Challenge
Take the line that contains "# point at: fluffy" and each line after it in the material below, and transcribe them exactly, stopping at the end.

[Excerpts of pointing data]
* * * * *

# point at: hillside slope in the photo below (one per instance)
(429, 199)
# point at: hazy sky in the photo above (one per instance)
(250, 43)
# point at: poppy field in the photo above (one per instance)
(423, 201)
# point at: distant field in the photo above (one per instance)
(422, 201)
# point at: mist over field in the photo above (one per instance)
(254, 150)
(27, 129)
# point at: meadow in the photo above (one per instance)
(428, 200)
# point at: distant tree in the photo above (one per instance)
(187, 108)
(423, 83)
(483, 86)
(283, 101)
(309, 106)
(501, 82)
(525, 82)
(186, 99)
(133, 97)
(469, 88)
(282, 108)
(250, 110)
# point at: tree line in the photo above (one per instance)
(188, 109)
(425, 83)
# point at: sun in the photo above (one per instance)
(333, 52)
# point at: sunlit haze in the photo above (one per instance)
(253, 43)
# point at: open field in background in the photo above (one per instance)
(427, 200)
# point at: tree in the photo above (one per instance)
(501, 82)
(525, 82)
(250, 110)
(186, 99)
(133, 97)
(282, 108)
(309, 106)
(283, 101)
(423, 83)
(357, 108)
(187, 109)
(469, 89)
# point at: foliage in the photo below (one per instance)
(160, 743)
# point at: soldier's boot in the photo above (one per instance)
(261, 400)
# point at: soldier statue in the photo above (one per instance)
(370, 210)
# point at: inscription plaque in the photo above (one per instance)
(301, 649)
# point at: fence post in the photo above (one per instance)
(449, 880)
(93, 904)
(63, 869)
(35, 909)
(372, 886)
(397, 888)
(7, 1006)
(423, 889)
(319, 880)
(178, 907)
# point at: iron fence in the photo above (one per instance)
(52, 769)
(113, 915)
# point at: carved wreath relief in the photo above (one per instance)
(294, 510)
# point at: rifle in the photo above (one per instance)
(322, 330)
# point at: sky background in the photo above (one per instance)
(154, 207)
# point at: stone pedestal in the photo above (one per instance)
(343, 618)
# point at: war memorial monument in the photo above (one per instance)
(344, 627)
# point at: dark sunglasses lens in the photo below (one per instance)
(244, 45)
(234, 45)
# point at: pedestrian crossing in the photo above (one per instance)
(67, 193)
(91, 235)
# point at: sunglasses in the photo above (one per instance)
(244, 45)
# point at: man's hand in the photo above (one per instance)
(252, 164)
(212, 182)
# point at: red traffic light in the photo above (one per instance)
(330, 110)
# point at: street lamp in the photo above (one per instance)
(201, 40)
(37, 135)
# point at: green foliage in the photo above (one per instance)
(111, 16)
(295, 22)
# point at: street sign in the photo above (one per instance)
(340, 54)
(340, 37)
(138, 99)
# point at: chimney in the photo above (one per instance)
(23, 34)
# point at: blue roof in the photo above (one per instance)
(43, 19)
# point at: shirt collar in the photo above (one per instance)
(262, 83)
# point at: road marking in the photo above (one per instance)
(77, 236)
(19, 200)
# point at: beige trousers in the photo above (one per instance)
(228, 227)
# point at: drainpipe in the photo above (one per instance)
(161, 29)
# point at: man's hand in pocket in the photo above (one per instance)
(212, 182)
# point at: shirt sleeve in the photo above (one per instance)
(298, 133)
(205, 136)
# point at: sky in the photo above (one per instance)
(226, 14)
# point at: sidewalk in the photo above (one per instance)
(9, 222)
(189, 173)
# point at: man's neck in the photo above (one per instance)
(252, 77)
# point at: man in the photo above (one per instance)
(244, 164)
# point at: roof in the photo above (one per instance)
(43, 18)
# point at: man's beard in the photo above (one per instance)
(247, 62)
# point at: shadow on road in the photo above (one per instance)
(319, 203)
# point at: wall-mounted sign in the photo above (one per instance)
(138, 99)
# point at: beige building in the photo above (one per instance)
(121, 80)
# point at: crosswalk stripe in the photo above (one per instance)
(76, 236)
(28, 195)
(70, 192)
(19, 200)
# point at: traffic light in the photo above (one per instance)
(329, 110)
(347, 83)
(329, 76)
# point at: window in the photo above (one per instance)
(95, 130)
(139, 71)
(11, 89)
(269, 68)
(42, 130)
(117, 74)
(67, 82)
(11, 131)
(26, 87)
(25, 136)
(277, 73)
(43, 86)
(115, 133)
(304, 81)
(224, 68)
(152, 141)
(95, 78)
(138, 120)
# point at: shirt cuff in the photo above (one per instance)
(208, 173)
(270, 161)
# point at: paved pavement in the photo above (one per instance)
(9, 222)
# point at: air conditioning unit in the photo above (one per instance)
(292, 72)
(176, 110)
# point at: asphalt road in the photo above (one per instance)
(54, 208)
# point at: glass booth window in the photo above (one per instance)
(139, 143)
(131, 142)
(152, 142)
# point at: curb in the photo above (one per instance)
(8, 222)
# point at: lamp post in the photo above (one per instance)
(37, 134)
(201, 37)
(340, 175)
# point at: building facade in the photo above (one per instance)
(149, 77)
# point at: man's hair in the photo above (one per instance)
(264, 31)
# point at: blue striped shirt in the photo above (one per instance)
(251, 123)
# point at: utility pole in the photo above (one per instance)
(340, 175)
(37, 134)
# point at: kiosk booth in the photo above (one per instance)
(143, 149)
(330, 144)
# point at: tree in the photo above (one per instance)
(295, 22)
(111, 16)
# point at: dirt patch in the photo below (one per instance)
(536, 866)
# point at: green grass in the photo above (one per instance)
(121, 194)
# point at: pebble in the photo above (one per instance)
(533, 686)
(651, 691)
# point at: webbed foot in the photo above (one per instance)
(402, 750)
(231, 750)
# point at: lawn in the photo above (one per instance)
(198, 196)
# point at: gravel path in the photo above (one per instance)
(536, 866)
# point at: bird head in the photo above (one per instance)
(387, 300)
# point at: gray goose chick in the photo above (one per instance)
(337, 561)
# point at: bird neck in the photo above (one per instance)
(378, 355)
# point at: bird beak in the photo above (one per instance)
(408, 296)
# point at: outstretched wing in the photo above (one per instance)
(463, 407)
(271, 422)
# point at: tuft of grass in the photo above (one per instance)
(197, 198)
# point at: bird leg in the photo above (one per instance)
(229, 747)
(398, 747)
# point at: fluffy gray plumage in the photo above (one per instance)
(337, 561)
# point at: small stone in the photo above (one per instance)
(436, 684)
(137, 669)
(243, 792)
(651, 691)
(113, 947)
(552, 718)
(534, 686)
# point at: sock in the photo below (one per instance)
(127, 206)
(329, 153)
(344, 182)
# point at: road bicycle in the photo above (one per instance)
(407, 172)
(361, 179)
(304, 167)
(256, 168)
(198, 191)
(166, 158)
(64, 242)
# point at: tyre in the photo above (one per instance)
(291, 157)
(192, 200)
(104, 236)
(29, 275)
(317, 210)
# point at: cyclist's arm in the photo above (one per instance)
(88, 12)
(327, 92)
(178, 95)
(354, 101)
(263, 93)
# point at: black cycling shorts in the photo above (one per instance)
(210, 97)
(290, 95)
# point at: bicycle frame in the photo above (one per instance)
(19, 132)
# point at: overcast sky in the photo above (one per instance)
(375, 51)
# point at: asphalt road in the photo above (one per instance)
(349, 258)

* * * * *

Exercise response
# point at: fluffy gray plumage in the photo above (one per instance)
(337, 561)
# point at: small stone in the photo above (one per instance)
(436, 684)
(137, 669)
(243, 792)
(651, 691)
(113, 947)
(552, 718)
(534, 686)
# point at: sock in the photo below (one per instance)
(127, 206)
(329, 153)
(344, 182)
# point at: road bicycle in the photo above (one per instance)
(407, 172)
(361, 179)
(304, 167)
(256, 168)
(198, 191)
(166, 158)
(64, 242)
# point at: tyre in the photo above (one per instance)
(291, 157)
(192, 200)
(104, 236)
(29, 275)
(317, 210)
# point at: cyclist's arm in the photo above (one per instance)
(88, 12)
(327, 92)
(178, 95)
(354, 101)
(263, 93)
# point at: black cycling shorts in the photo above (one per instance)
(210, 97)
(290, 95)
# point at: bicycle frame in the photo above (one per instance)
(19, 132)
# point at: overcast sky in the photo above (one per instance)
(375, 51)
# point at: asphalt road in the photo above (one per instance)
(349, 258)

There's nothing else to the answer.